* Records for the task *
----------
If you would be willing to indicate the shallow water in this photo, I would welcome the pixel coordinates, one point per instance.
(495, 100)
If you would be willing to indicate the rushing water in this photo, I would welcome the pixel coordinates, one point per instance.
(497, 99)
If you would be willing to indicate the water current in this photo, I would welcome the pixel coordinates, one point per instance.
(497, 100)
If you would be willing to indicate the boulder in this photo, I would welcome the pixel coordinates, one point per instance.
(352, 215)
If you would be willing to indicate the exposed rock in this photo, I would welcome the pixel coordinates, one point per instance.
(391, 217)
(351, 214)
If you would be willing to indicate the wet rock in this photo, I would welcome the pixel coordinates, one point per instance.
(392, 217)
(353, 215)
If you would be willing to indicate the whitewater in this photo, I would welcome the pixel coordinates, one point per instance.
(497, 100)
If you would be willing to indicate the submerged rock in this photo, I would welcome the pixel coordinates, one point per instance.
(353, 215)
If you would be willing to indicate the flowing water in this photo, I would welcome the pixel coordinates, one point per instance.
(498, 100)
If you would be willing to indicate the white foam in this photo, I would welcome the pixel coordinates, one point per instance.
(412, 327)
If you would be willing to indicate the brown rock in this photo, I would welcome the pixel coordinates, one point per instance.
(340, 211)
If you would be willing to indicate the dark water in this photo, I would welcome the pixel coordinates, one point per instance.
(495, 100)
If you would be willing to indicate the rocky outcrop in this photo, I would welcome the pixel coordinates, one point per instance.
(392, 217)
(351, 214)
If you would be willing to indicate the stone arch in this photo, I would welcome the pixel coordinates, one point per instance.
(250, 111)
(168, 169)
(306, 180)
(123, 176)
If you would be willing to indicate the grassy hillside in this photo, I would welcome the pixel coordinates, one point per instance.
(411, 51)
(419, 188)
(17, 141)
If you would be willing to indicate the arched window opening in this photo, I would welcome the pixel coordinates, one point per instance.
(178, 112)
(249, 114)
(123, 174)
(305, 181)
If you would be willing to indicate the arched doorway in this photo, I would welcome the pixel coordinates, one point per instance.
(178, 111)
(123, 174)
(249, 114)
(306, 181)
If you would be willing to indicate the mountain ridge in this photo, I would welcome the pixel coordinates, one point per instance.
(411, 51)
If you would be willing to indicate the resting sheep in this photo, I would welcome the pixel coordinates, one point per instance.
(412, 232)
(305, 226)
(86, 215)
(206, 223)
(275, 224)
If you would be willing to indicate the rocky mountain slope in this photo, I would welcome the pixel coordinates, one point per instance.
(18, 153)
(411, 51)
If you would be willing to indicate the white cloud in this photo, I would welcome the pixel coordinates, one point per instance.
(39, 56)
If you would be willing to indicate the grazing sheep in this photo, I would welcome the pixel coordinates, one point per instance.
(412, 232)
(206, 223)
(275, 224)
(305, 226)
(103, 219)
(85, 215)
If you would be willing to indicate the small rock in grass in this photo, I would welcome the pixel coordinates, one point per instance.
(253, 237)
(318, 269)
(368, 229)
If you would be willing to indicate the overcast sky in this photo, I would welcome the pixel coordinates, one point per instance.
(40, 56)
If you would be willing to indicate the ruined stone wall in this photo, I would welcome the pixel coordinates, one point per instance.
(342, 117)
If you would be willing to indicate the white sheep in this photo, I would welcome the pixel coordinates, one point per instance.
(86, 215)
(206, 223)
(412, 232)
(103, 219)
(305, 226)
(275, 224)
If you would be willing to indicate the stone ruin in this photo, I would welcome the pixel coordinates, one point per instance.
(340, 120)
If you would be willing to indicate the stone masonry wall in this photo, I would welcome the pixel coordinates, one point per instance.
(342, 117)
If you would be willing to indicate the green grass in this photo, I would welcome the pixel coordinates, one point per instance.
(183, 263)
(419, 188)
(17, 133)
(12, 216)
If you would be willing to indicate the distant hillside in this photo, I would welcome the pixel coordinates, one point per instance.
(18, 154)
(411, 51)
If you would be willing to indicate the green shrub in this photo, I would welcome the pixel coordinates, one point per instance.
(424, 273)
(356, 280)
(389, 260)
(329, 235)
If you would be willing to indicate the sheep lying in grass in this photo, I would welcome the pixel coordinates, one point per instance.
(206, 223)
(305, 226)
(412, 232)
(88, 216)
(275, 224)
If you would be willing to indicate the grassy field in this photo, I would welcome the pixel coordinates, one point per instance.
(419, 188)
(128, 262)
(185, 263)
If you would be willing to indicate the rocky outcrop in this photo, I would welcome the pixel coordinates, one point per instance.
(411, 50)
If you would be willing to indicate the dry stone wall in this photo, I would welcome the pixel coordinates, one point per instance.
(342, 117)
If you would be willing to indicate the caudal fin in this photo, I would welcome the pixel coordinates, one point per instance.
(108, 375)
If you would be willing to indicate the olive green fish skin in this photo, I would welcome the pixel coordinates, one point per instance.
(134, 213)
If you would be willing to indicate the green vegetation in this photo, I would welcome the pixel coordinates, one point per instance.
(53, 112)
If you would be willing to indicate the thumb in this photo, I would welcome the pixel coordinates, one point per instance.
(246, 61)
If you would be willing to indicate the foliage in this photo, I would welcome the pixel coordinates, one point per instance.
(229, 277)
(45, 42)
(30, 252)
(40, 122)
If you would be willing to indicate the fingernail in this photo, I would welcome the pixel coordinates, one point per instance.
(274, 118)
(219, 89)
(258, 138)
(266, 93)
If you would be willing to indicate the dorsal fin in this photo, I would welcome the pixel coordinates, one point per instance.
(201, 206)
----------
* Stated task *
Recast the lines above as a JSON list of strings, with one string for each line and any blank lines omitted.

* Result of the task *
[
  "If you would be willing to indicate the shallow water in this photo, I would welcome the pixel coordinates, one point per instance.",
  "(495, 100)",
  "If you would be willing to indicate the rushing water in this photo, I would welcome the pixel coordinates, one point per instance.",
  "(497, 99)",
  "If you would be willing to indicate the water current in this photo, I would welcome the pixel coordinates, one point per instance.",
  "(497, 100)",
  "If you would be willing to indicate the boulder in this photo, I would welcome the pixel coordinates, one point per instance.",
  "(352, 215)",
  "If you would be willing to indicate the exposed rock in this photo, I would welcome the pixel coordinates, one point per instance.",
  "(391, 217)",
  "(351, 214)",
  "If you would be willing to indicate the wet rock in this photo, I would welcome the pixel coordinates, one point per instance.",
  "(392, 217)",
  "(353, 215)",
  "If you would be willing to indicate the whitewater in this photo, I would welcome the pixel coordinates, one point per instance.",
  "(497, 100)",
  "If you would be willing to indicate the submerged rock in this photo, I would welcome the pixel coordinates, one point per instance.",
  "(353, 215)",
  "If you would be willing to indicate the flowing water in this photo, I would welcome the pixel coordinates, one point per instance.",
  "(498, 100)",
  "If you would be willing to indicate the white foam in this photo, I would welcome the pixel coordinates, one point per instance.",
  "(412, 327)",
  "If you would be willing to indicate the brown rock in this photo, I would welcome the pixel coordinates, one point per instance.",
  "(340, 211)",
  "If you would be willing to indicate the dark water in this photo, I would welcome the pixel coordinates, one point per instance.",
  "(495, 100)",
  "If you would be willing to indicate the rocky outcrop in this photo, I would welcome the pixel coordinates, one point per instance.",
  "(392, 217)",
  "(351, 214)",
  "If you would be willing to indicate the stone arch in this photo, I would welcome the pixel coordinates, one point per instance.",
  "(250, 111)",
  "(168, 169)",
  "(306, 180)",
  "(123, 176)",
  "If you would be willing to indicate the grassy hillside in this photo, I would welcome the pixel coordinates, one point per instance.",
  "(411, 51)",
  "(419, 188)",
  "(17, 141)",
  "If you would be willing to indicate the arched window opening in this photo, I would welcome the pixel coordinates, one point per instance.",
  "(178, 112)",
  "(249, 114)",
  "(123, 174)",
  "(305, 181)",
  "If you would be willing to indicate the arched doorway in this photo, I would welcome the pixel coordinates, one point per instance.",
  "(178, 111)",
  "(123, 174)",
  "(249, 114)",
  "(306, 181)",
  "If you would be willing to indicate the mountain ridge in this photo, I would welcome the pixel coordinates, one point per instance.",
  "(411, 51)",
  "If you would be willing to indicate the resting sheep in this photo, I would welcome the pixel coordinates, one point per instance.",
  "(412, 232)",
  "(305, 226)",
  "(86, 215)",
  "(206, 223)",
  "(275, 224)",
  "If you would be willing to indicate the rocky mountain slope in this photo, I would welcome the pixel coordinates, one point per instance.",
  "(18, 153)",
  "(411, 51)",
  "If you would be willing to indicate the white cloud in this photo, I would welcome the pixel coordinates, one point per instance.",
  "(39, 56)",
  "If you would be willing to indicate the grazing sheep in this photo, I would welcome the pixel coordinates, one point per instance.",
  "(412, 232)",
  "(206, 223)",
  "(275, 224)",
  "(305, 226)",
  "(103, 219)",
  "(85, 215)",
  "If you would be willing to indicate the small rock in grass in this photo, I would welcome the pixel coordinates, one point per instance.",
  "(253, 237)",
  "(318, 269)",
  "(368, 229)",
  "If you would be willing to indicate the overcast sky in this photo, I would welcome the pixel coordinates, one point per instance.",
  "(40, 56)",
  "If you would be willing to indicate the ruined stone wall in this photo, I would welcome the pixel coordinates, one point per instance.",
  "(342, 117)",
  "If you would be willing to indicate the white sheep in this photo, I would welcome the pixel coordinates, one point per instance.",
  "(86, 215)",
  "(206, 223)",
  "(412, 232)",
  "(103, 219)",
  "(305, 226)",
  "(275, 224)",
  "If you would be willing to indicate the stone ruin in this photo, I would welcome the pixel coordinates, one point per instance.",
  "(340, 120)",
  "If you would be willing to indicate the stone masonry wall in this photo, I would welcome the pixel coordinates, one point per instance.",
  "(342, 117)",
  "If you would be willing to indicate the green grass in this photo, I would welcome the pixel coordinates, one point per instance.",
  "(183, 263)",
  "(419, 188)",
  "(17, 133)",
  "(12, 216)",
  "If you would be willing to indicate the distant hillside in this photo, I would welcome the pixel coordinates, one point per instance.",
  "(18, 154)",
  "(411, 51)",
  "If you would be willing to indicate the green shrub in this photo, I would welcome the pixel coordinates, one point per instance.",
  "(424, 273)",
  "(356, 280)",
  "(389, 260)",
  "(329, 235)",
  "If you would be willing to indicate the sheep lying in grass in this photo, I would welcome the pixel coordinates, one point per instance.",
  "(206, 223)",
  "(305, 226)",
  "(412, 232)",
  "(88, 216)",
  "(275, 224)",
  "If you would be willing to indicate the grassy field in this photo, I would welcome the pixel coordinates, one point per instance.",
  "(419, 188)",
  "(128, 262)",
  "(185, 263)",
  "If you would be willing to indicate the rocky outcrop in this photo, I would welcome the pixel coordinates, one point per instance.",
  "(411, 50)",
  "If you would be willing to indicate the dry stone wall in this photo, I would welcome the pixel coordinates, one point per instance.",
  "(342, 117)",
  "If you would be willing to indicate the caudal fin in this photo, I would welcome the pixel coordinates, one point per instance.",
  "(108, 375)",
  "If you would be willing to indicate the olive green fish skin in this photo, I would welcome the pixel coordinates, one point per instance.",
  "(134, 213)",
  "If you would be willing to indicate the green vegetation in this photo, I would welcome the pixel coordinates, one point per instance.",
  "(53, 112)",
  "If you would be willing to indicate the thumb in this photo, I would welcome the pixel coordinates, one point per instance.",
  "(246, 61)",
  "If you would be willing to indicate the foliage in this photo, I would welcome the pixel coordinates, one point per instance.",
  "(229, 277)",
  "(45, 42)",
  "(30, 252)",
  "(40, 122)",
  "If you would be willing to indicate the fingernail in this photo, I would welcome the pixel coordinates, one point per instance.",
  "(274, 118)",
  "(219, 89)",
  "(258, 138)",
  "(266, 93)",
  "If you would be willing to indicate the dorsal fin in this photo, I would welcome the pixel coordinates, one point per instance.",
  "(201, 206)"
]